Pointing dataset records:
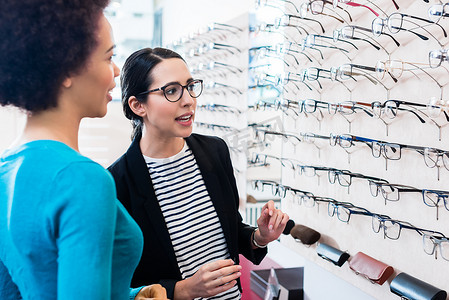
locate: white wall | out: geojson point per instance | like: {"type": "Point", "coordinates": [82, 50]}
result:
{"type": "Point", "coordinates": [180, 18]}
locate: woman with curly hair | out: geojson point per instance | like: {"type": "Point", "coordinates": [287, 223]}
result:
{"type": "Point", "coordinates": [63, 233]}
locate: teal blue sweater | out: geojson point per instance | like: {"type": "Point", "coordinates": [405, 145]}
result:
{"type": "Point", "coordinates": [63, 233]}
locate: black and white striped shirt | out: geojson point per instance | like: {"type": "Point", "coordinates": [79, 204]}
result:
{"type": "Point", "coordinates": [192, 222]}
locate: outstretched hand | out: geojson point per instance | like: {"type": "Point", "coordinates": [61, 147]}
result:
{"type": "Point", "coordinates": [211, 279]}
{"type": "Point", "coordinates": [271, 223]}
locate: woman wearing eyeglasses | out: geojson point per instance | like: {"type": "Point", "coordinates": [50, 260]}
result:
{"type": "Point", "coordinates": [63, 233]}
{"type": "Point", "coordinates": [180, 186]}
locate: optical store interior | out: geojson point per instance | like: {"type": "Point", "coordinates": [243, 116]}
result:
{"type": "Point", "coordinates": [338, 111]}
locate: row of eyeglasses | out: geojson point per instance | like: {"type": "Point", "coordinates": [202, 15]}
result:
{"type": "Point", "coordinates": [433, 157]}
{"type": "Point", "coordinates": [391, 192]}
{"type": "Point", "coordinates": [391, 228]}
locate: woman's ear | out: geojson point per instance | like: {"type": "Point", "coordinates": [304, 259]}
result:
{"type": "Point", "coordinates": [136, 106]}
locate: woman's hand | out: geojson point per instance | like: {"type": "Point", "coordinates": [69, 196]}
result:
{"type": "Point", "coordinates": [154, 291]}
{"type": "Point", "coordinates": [271, 223]}
{"type": "Point", "coordinates": [211, 279]}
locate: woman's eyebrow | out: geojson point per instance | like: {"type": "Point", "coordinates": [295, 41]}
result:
{"type": "Point", "coordinates": [110, 49]}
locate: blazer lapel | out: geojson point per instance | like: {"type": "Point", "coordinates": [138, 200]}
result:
{"type": "Point", "coordinates": [145, 194]}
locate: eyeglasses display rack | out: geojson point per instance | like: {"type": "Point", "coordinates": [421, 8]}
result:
{"type": "Point", "coordinates": [339, 109]}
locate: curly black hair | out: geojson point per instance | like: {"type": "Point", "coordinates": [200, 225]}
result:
{"type": "Point", "coordinates": [42, 43]}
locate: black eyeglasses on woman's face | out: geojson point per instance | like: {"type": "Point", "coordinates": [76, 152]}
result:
{"type": "Point", "coordinates": [174, 91]}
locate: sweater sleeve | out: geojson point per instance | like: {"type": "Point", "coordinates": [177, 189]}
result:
{"type": "Point", "coordinates": [82, 220]}
{"type": "Point", "coordinates": [8, 290]}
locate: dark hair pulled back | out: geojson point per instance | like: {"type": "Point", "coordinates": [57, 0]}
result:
{"type": "Point", "coordinates": [136, 78]}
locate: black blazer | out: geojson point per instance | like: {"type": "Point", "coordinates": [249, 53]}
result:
{"type": "Point", "coordinates": [135, 190]}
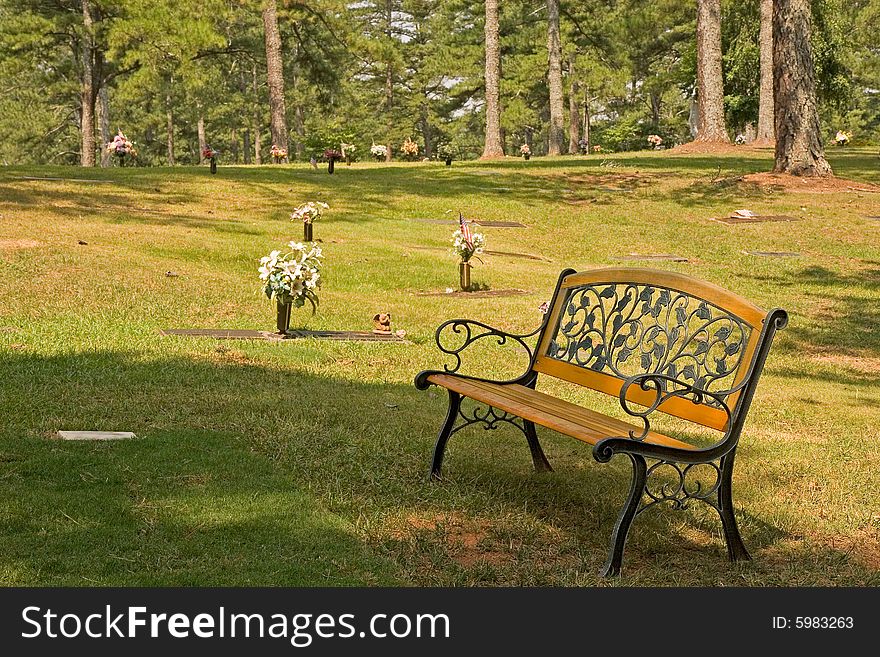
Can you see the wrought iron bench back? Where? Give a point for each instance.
(607, 325)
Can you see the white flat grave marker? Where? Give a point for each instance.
(95, 435)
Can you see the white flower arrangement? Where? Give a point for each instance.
(293, 277)
(309, 212)
(465, 249)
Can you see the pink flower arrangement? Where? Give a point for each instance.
(121, 146)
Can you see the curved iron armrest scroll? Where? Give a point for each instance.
(466, 332)
(665, 388)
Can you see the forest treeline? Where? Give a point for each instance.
(310, 75)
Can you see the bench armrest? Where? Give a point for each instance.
(456, 335)
(664, 388)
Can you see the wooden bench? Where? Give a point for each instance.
(659, 341)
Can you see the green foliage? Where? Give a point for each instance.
(381, 71)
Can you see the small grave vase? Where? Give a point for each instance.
(283, 320)
(464, 276)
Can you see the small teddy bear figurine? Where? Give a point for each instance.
(382, 323)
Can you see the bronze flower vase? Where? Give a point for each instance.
(283, 319)
(464, 276)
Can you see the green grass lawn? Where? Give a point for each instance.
(304, 463)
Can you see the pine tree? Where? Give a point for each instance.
(710, 85)
(798, 140)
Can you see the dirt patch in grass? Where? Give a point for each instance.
(14, 245)
(824, 185)
(714, 148)
(466, 541)
(867, 364)
(619, 181)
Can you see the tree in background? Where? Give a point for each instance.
(798, 141)
(275, 75)
(493, 146)
(556, 139)
(766, 133)
(710, 85)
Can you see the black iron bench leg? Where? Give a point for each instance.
(627, 513)
(538, 456)
(445, 432)
(736, 550)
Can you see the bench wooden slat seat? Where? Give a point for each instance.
(661, 343)
(551, 412)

THE REQUEST: Transcribe the listing above verbatim. Omit the pictures.

THE SOLUTION:
locate: white wall | out: geojson point per instance | like: {"type": "Point", "coordinates": [82, 50]}
result:
{"type": "Point", "coordinates": [180, 18]}
locate: woman with curly hair | out: geojson point per instance | like: {"type": "Point", "coordinates": [287, 223]}
result:
{"type": "Point", "coordinates": [63, 233]}
locate: teal blue sweater | out: geojson point per instance | like: {"type": "Point", "coordinates": [405, 145]}
result:
{"type": "Point", "coordinates": [63, 233]}
locate: black and white striped shirt | out: geojson point per instance | like: {"type": "Point", "coordinates": [79, 204]}
result:
{"type": "Point", "coordinates": [192, 222]}
locate: outstretched hand | out: geojson point per instance | like: {"type": "Point", "coordinates": [61, 147]}
result:
{"type": "Point", "coordinates": [211, 279]}
{"type": "Point", "coordinates": [271, 223]}
locate: woman wearing eyeglasses | out: geojson point per instance | like: {"type": "Point", "coordinates": [50, 260]}
result:
{"type": "Point", "coordinates": [63, 233]}
{"type": "Point", "coordinates": [180, 186]}
locate: optical store interior | out: geojson point per instance | like: {"type": "Point", "coordinates": [243, 116]}
result:
{"type": "Point", "coordinates": [338, 111]}
locate: row of eyeglasses | out: geojson point per instance | like: {"type": "Point", "coordinates": [202, 15]}
result:
{"type": "Point", "coordinates": [433, 157]}
{"type": "Point", "coordinates": [391, 192]}
{"type": "Point", "coordinates": [391, 228]}
locate: woman's ear | out: geojson point per instance | like: {"type": "Point", "coordinates": [304, 259]}
result:
{"type": "Point", "coordinates": [136, 106]}
locate: woman's hand | out: geojson point per instance | like: {"type": "Point", "coordinates": [69, 196]}
result:
{"type": "Point", "coordinates": [154, 291]}
{"type": "Point", "coordinates": [271, 223]}
{"type": "Point", "coordinates": [211, 279]}
locate: woman's eyebrow | out: geojson point per instance | like: {"type": "Point", "coordinates": [295, 41]}
result:
{"type": "Point", "coordinates": [110, 49]}
locate: blazer lapel | out: geojson point per instance | like: {"type": "Point", "coordinates": [138, 200]}
result:
{"type": "Point", "coordinates": [145, 194]}
locate: eyeglasses display rack | out: geojson point per instance | like: {"type": "Point", "coordinates": [421, 8]}
result:
{"type": "Point", "coordinates": [339, 109]}
locate: curly black hair | out: geojson point per instance | like: {"type": "Point", "coordinates": [200, 225]}
result:
{"type": "Point", "coordinates": [42, 43]}
locate: black eyeglasses on woman's face | out: geojson point per instance | like: {"type": "Point", "coordinates": [76, 152]}
result:
{"type": "Point", "coordinates": [174, 91]}
locate: sweater sleeve | out: geojson point per instance | like: {"type": "Point", "coordinates": [177, 189]}
result:
{"type": "Point", "coordinates": [82, 220]}
{"type": "Point", "coordinates": [8, 290]}
locate: dark hair pulled back | out: geojson point per instance | like: {"type": "Point", "coordinates": [57, 0]}
result:
{"type": "Point", "coordinates": [136, 78]}
locate: black blazer | out: geojson point per instance | like: {"type": "Point", "coordinates": [249, 53]}
result:
{"type": "Point", "coordinates": [135, 190]}
Can you see the wrought iron bench back? Where? Give a point for each instance.
(607, 325)
Can you see the white flat grave marker? Where? Give a point for each instance.
(95, 435)
Can you see the white flower arrangement? Where? Give a point for each instance.
(293, 277)
(309, 212)
(465, 249)
Can you see the pink flower arrangement? Where? Give a point for each instance.
(121, 146)
Can you see the curved iron armrest scroll? Where? Give a point for each instance.
(466, 332)
(665, 388)
Can you see the forest treeline? Where? Give a point for each instance.
(310, 75)
Can you see the bench armrest? Where? Give a point for each instance.
(456, 335)
(664, 388)
Can you see the wooden bench? Where? Give a point for each instance.
(659, 341)
Can you see the green foliage? Where? Give a point for each instance.
(381, 71)
Can you see the small grave vase? Where? Give a point for each instance.
(283, 320)
(464, 276)
Can you see the small teddy bear figurine? Where? Give a point for each instance.
(382, 323)
Can you see the bronze flower vase? Where? Give a point for each instance.
(283, 319)
(464, 276)
Can you see the green grass lawn? Where? Give a point for each instance.
(304, 463)
Can you see the pine tree? Where? Give a point for each instance.
(710, 85)
(798, 140)
Can you see the dirt patch in grass? Where? Give a point for each instance.
(14, 245)
(824, 185)
(714, 148)
(466, 541)
(867, 364)
(619, 181)
Can you see the tree in background? Where? Give a point for each instance.
(798, 141)
(275, 75)
(493, 146)
(556, 139)
(766, 133)
(710, 85)
Can you see the black iron bench leg? Where? Give a point for each instance.
(627, 513)
(538, 456)
(445, 432)
(736, 550)
Can you see the bench wooden slat seat? Where? Give a point for each instance.
(661, 343)
(551, 412)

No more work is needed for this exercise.